A song titled "So Hard to Breathe" was played at the listening session, where B.o.B called it a "sibling or sequel to ‘Don't Let Me Fall’". B.o.B produced this one, and wrote the hook along with Sean Garrett. Mack of Sound-Savvy stated "it opened with a solemn acoustic guitar intro and progresses into a soaring electric guitar backing. Lyrically, it has a tone that's both introspective and retrospective of his career thus far and his life before stardom. He informed us that this song is a favorite of both he and his team. I can definitely hear why." In an interview with PopCrush B.o.B claimed his favorite track on the album to be "So Hard to Breathe": "My favorite track on the album is … it's called ‘Hard to Breathe.’ It may have a different name. I'm not sure what I want to call it yet. But now I guess it's [going to be called] ‘Hard to Breathe.’ I could call it ‘Asphyxiation,’ but then it wouldn't be [something] very good." He went on to say: "It would kind of be the answer to ‘Don’t Let Me Fall’". "So Hard to Breathe" was released as the second promotional single on April 17, 2012.

:: Aim of the exercise ::
Name every person mentioned in the passage on "So Hard to Breathe".

:: Supplied records ::

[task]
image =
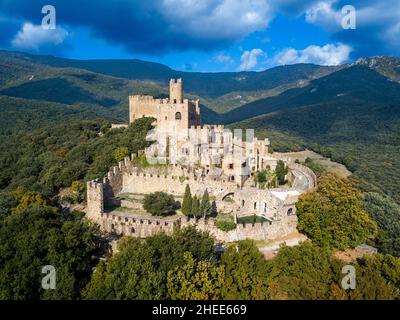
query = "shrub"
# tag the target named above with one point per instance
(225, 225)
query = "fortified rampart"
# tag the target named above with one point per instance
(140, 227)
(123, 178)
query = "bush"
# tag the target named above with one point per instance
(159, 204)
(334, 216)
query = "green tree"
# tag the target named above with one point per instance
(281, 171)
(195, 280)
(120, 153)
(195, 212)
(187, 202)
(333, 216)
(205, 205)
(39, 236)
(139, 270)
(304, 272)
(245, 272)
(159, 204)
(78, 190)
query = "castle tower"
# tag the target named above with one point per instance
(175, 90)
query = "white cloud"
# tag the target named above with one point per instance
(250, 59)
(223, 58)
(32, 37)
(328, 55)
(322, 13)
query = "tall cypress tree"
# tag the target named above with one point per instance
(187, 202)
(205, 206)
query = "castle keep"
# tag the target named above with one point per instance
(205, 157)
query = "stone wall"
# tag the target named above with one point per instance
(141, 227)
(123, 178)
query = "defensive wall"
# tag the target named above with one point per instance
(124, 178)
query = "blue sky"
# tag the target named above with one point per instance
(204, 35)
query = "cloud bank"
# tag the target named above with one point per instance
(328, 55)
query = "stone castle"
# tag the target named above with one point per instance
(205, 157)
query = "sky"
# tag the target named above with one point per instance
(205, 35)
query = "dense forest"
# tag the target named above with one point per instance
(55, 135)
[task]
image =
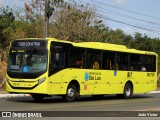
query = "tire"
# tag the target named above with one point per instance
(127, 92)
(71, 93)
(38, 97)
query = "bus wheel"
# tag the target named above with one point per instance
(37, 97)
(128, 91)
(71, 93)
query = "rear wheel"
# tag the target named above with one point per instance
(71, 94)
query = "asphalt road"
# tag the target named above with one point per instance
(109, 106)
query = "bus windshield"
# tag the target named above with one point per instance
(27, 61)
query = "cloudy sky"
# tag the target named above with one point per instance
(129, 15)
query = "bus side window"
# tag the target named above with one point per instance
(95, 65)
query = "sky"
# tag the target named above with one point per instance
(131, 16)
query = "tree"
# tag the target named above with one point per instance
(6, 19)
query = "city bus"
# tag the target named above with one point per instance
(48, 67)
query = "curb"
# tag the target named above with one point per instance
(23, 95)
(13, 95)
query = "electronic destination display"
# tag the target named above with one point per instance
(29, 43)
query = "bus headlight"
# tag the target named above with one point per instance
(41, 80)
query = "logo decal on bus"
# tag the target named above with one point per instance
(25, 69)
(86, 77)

--

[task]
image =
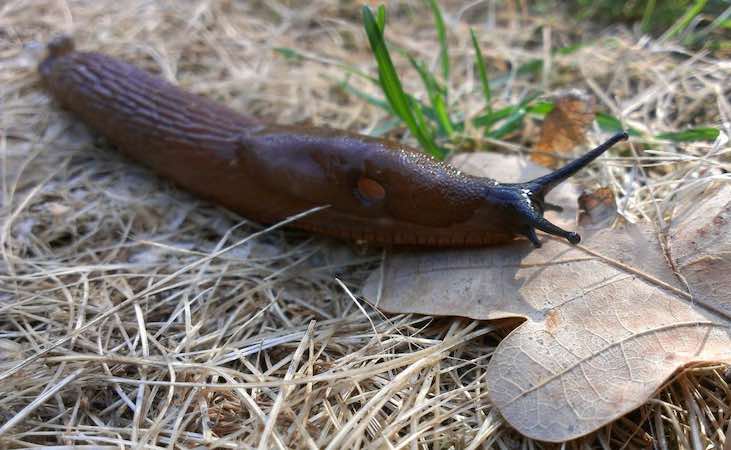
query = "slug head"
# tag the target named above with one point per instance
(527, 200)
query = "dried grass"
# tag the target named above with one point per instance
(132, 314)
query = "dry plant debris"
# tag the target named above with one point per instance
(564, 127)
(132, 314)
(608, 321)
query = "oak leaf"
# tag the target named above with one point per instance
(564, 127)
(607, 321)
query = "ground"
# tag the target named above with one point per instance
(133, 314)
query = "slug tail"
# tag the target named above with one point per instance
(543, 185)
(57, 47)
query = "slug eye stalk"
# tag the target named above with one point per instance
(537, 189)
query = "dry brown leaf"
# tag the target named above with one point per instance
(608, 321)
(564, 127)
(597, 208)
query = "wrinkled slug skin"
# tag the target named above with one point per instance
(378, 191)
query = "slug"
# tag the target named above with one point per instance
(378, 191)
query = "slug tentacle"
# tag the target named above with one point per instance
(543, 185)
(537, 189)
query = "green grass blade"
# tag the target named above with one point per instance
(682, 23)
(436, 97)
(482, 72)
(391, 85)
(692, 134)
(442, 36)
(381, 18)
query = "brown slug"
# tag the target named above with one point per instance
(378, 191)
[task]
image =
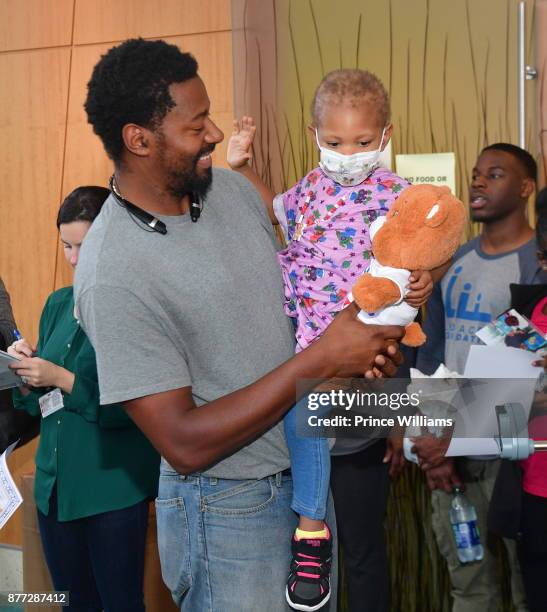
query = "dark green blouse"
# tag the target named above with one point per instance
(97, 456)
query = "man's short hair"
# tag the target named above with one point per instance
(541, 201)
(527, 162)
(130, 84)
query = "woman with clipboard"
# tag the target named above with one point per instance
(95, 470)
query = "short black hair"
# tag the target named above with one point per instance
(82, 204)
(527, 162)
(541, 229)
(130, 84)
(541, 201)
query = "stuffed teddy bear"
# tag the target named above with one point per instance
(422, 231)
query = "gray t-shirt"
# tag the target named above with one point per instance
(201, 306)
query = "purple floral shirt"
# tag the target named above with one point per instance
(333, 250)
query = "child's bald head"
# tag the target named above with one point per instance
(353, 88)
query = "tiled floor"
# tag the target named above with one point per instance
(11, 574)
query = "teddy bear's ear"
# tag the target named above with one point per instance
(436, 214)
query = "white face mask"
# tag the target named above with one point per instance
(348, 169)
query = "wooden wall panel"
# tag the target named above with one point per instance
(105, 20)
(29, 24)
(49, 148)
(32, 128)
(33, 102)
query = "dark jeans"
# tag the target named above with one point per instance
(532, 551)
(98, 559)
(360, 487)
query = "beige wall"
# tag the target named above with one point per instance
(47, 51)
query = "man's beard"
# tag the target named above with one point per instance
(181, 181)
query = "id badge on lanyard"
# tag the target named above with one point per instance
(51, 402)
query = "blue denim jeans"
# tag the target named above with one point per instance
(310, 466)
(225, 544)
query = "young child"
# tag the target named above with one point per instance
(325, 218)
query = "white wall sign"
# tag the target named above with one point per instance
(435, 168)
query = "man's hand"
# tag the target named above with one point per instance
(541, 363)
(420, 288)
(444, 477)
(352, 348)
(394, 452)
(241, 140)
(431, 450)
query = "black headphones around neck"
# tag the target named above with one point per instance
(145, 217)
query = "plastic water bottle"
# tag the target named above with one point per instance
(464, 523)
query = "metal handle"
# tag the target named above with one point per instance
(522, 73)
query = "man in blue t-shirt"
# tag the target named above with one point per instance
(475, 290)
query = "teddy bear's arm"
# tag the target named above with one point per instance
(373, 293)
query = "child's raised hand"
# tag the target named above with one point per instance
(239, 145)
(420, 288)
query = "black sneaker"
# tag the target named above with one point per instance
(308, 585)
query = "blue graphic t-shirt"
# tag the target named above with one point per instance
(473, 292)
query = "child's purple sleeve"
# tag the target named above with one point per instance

:: Answer to this exercise ::
B.o.B, Sean Garrett, Mack